● Work required
Copy out every line in the records below that contains the string "brown". Case counts, so a line matches only if the capitalization is the same.

□ □ □ □

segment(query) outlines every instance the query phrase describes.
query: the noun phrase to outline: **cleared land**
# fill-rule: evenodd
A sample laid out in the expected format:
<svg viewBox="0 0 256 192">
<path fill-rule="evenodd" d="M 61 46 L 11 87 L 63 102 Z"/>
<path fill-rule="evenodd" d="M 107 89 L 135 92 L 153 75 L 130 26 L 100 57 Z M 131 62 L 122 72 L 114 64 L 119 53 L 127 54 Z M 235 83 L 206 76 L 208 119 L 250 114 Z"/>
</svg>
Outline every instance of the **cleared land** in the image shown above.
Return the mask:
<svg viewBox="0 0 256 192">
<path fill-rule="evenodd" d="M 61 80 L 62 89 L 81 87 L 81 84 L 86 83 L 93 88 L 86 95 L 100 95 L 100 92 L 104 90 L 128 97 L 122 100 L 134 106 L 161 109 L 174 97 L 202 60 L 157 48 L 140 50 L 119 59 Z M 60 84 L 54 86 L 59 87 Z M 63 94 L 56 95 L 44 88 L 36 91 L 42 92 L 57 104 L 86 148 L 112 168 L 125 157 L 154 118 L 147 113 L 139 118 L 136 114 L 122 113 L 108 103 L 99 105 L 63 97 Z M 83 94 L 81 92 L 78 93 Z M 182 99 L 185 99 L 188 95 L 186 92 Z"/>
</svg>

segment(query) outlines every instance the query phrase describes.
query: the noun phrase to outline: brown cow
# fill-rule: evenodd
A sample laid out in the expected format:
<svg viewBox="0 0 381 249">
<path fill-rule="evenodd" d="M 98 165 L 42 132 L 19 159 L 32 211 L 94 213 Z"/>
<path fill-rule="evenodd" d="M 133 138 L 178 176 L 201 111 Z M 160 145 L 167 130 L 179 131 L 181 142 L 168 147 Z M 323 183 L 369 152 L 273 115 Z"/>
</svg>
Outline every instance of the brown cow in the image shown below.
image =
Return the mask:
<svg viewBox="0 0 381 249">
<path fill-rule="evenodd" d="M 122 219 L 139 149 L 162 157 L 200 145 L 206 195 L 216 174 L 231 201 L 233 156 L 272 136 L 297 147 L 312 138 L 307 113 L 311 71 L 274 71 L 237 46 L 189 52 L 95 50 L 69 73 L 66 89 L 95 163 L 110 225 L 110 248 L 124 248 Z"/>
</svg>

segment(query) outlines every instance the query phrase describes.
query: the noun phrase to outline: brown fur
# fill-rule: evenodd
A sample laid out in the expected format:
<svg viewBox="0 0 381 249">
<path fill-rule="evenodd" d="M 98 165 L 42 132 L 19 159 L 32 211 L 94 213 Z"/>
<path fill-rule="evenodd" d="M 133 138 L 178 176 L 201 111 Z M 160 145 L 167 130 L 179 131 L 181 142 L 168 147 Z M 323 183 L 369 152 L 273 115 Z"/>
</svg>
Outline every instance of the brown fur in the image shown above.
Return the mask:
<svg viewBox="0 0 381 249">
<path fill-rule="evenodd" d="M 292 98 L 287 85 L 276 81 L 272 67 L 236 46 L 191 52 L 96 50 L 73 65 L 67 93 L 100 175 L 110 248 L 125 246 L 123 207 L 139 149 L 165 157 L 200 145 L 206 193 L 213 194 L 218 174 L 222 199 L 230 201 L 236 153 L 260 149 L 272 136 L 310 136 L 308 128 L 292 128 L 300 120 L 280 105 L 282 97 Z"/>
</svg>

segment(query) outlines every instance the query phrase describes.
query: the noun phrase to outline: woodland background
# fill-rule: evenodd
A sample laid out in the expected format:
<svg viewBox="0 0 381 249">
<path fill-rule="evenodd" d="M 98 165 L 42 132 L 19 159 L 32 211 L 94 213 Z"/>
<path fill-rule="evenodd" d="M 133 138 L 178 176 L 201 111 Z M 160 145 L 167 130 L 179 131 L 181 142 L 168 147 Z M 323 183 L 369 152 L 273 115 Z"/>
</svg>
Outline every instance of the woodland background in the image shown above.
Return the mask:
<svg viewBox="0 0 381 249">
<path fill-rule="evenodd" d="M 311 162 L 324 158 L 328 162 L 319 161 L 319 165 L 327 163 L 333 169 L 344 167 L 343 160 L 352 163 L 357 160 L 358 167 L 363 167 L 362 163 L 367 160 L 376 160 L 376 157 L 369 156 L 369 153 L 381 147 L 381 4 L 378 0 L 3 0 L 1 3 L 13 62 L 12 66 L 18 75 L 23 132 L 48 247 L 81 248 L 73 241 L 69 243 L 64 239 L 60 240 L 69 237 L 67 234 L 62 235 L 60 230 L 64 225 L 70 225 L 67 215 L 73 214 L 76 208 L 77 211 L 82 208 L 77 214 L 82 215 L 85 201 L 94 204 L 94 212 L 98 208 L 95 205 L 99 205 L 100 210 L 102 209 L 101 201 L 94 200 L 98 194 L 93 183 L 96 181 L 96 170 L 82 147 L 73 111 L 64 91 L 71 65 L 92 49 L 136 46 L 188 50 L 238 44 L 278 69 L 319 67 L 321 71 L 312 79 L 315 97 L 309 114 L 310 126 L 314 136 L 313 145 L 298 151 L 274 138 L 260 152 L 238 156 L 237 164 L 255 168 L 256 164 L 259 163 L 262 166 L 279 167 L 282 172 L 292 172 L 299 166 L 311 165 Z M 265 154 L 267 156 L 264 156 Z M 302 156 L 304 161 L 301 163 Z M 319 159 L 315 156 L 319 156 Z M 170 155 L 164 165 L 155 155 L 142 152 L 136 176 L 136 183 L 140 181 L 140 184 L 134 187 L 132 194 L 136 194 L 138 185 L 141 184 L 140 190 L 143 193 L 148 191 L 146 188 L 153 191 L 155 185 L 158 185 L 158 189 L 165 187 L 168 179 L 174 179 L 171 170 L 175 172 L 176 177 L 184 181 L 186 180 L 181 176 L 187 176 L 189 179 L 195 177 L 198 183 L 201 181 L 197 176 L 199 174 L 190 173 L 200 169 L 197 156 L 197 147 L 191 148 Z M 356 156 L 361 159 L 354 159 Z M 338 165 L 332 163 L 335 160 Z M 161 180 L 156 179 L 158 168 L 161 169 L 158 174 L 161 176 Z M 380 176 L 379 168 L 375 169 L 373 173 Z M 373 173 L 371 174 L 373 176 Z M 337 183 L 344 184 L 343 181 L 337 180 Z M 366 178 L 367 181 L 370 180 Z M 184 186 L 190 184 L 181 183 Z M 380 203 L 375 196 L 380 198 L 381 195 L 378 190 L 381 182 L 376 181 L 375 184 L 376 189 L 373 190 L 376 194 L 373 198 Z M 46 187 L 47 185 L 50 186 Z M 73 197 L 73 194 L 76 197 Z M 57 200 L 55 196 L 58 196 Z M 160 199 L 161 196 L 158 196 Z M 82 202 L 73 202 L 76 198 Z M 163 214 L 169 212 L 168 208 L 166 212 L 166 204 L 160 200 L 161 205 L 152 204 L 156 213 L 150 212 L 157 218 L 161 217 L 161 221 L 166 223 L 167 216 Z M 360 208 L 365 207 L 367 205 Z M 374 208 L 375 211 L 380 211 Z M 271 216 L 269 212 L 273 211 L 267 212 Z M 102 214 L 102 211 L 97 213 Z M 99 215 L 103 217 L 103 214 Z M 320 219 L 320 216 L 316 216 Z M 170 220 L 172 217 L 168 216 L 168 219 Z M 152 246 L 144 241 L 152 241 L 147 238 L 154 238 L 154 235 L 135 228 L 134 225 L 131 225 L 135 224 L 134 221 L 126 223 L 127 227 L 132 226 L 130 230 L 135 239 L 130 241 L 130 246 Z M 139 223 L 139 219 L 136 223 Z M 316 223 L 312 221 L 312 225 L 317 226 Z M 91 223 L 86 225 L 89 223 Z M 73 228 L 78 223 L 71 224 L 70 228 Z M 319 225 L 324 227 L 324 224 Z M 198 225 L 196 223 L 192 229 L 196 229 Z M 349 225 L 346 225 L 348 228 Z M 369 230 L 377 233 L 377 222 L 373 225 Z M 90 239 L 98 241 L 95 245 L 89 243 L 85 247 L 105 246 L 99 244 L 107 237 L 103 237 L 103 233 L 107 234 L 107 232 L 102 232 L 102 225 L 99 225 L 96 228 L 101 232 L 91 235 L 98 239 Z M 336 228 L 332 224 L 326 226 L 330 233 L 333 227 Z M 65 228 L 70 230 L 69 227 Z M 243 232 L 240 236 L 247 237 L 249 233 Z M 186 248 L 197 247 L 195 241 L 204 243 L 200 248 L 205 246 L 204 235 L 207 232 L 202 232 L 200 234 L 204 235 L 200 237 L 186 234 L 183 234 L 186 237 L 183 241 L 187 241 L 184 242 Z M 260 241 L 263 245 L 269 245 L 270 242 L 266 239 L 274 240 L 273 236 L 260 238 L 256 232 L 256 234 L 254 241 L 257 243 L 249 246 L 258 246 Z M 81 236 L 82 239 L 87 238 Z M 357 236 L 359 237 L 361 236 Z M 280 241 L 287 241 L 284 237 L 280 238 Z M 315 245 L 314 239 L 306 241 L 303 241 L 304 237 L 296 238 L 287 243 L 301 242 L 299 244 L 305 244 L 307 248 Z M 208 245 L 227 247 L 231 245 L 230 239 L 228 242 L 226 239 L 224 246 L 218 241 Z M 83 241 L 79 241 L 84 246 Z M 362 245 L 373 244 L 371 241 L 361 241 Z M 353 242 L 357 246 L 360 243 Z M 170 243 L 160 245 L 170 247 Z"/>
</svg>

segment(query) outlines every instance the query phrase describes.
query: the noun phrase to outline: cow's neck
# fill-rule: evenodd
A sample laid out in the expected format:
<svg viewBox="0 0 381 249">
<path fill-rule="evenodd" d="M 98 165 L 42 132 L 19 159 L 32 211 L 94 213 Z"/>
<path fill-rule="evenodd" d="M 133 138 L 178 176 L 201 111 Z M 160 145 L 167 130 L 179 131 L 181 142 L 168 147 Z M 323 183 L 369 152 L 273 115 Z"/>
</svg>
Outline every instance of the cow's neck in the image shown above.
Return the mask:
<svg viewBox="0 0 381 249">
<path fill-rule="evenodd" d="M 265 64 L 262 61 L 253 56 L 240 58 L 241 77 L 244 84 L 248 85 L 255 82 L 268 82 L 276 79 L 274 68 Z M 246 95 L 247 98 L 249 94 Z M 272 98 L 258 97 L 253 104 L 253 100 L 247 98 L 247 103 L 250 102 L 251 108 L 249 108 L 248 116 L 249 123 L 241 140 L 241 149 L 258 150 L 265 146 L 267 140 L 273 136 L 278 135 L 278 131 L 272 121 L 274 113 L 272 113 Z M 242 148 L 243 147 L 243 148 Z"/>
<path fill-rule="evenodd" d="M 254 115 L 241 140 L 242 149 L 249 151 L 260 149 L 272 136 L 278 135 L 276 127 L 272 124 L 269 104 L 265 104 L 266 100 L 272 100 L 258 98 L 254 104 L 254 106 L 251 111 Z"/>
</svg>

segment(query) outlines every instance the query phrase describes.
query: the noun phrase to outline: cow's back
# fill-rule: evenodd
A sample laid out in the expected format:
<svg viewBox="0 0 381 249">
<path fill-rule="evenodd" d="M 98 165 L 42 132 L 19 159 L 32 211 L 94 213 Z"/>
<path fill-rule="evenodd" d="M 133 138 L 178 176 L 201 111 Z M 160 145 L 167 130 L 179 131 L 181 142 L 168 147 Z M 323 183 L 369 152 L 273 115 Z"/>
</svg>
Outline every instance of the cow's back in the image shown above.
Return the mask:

□ □ □ □

● Task response
query: the noun phrase to outline: brown cow
Outline every instance of the brown cow in the image shown below.
query: the noun phrase to outline: brown fur
Outline every instance of the brown fur in the image shown above.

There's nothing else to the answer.